### Selection ###

There’s nothing like some small, local stories to add a human touch to a tense, cross-border, mega-bid battle.
Such is the case with Kraft’s $16.8bn bid for UK confectionery group Cadbury.
As the war of words – and speculation about counter-offers – heats up, locals in England’s Bournville, a virtual company village for Cadbury for nearly 130 years, and the small town of Keynsham, home to a red-brick factory that makes Cadbury candy bars, have plenty to say about the bid battle.
In a colourful report on Wednesday, Bloomberg takes us to Bournville, setting the scene thus:Around the neat, red-brick houses and the cricket ground in Bournville, where the Cadbury family built their chocolate business amid the industrial sprawl of central England, the villagers are anxious.
And continues:
Employees at the Cadbury factory declined to comment yesterday as they filed home. The company makes chocolate brands such as Flake and Crème Eggs. Cadbury, which employs 45,000 worldwide, still sells chocolate carrying the Bournville name.
The Wall Street Journal, meanwhile, finds an English town that is 100 per cent pro-Kraft, giving us a glimpse of life in to Keynsham.
The unlikely hero of the town’s “Save Cadbury’s” campaign is none other than foreign aggressor Kraft. As the Journal explains:
Cadbury, plans to close the facility and move its 500 jobs to Poland. Kraft, in its letter to Cadbury management outlining its $16.73 billion takeover offer, said it believed the factory, called Somerdale, could be kept open. Indeed, the letter from Kraft Chief Executive Irene Rosenfeld said a deal would increase jobs in the U.K.

### Information shown ###

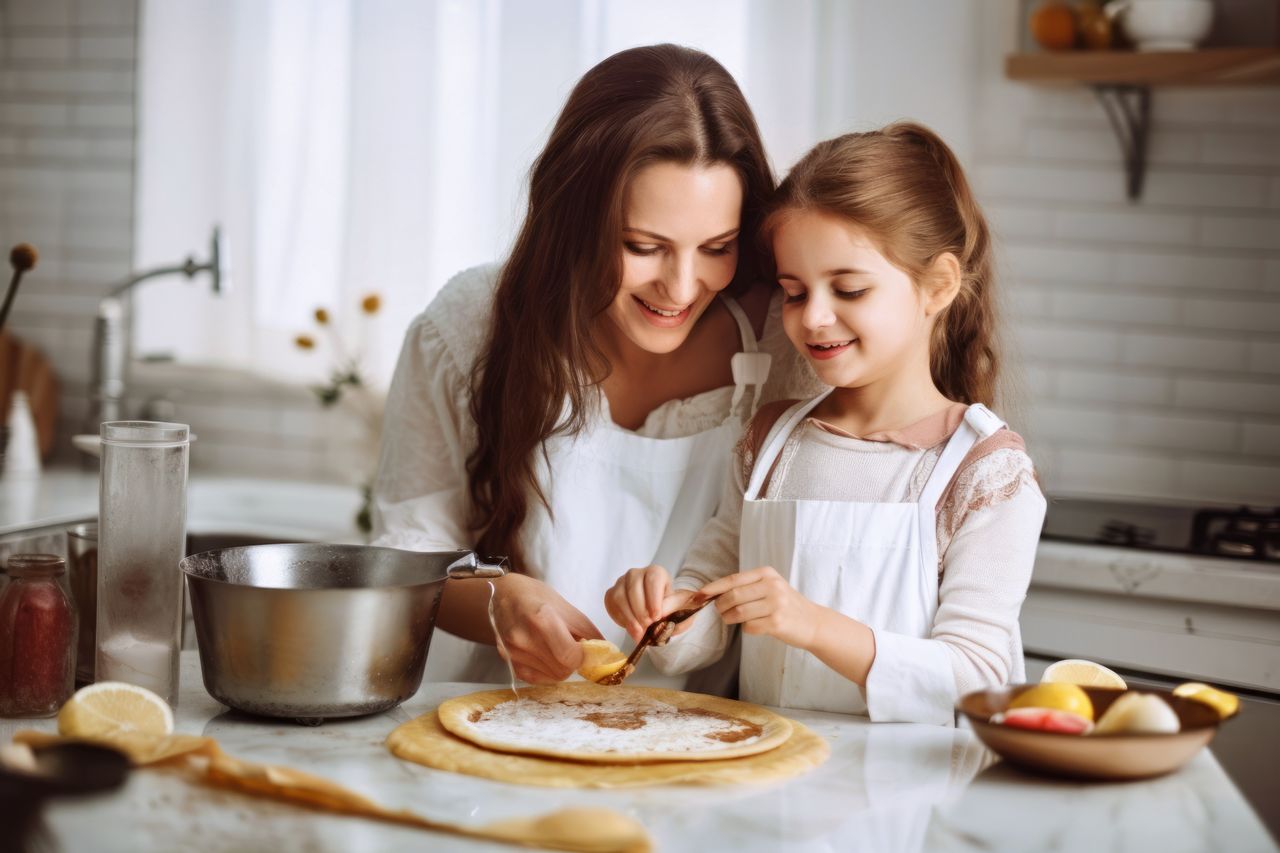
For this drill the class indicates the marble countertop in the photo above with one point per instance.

###

> Exercises to complete:
1. In the article on Kraft's bid for Cadbury, how many people does Cadbury employ worldwide?
2. Reproduce the part of the Cadbury bid article that begins at the words "In a colourful" and stops after "in to Keynsham.".

> Answers by task:
1. 45,000

2.
In a colourful report on Wednesday, Bloomberg takes us to Bournville, setting the scene thus:Around the neat, red-brick houses and the cricket ground in Bournville, where the Cadbury family built their chocolate business amid the industrial sprawl of central England, the villagers are anxious.
And continues:
Employees at the Cadbury factory declined to comment yesterday as they filed home. The company makes chocolate brands such as Flake and Crème Eggs. Cadbury, which employs 45,000 worldwide, still sells chocolate carrying the Bournville name.
The Wall Street Journal, meanwhile, finds an English town that is 100 per cent pro-Kraft, giving us a glimpse of life in to Keynsham.